_Problem details_
Count the lines in the rows below that contain the word "wooden", with uppercase and lowercase treated as different, and reply with only that number.

_Information provided_
== == ==
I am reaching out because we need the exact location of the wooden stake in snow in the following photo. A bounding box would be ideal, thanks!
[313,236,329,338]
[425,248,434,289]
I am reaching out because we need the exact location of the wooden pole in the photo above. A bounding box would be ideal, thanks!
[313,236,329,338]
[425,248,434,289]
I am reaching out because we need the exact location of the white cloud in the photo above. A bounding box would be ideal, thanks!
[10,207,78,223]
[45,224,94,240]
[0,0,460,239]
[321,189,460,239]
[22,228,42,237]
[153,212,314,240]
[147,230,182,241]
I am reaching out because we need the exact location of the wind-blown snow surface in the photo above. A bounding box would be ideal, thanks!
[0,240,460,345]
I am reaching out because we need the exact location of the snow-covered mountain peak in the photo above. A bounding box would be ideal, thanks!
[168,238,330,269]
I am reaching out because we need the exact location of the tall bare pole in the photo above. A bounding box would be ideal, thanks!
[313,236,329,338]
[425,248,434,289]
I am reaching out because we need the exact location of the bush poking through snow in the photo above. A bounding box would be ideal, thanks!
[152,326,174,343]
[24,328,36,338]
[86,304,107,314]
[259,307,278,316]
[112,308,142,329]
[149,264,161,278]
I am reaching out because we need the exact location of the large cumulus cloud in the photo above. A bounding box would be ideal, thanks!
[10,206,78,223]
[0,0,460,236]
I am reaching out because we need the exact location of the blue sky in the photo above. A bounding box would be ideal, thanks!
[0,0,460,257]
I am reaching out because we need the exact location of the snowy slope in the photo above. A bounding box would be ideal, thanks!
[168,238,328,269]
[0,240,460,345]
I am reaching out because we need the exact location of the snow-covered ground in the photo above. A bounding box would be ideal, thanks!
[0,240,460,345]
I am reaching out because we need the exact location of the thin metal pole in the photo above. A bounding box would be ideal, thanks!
== == ==
_Result_
2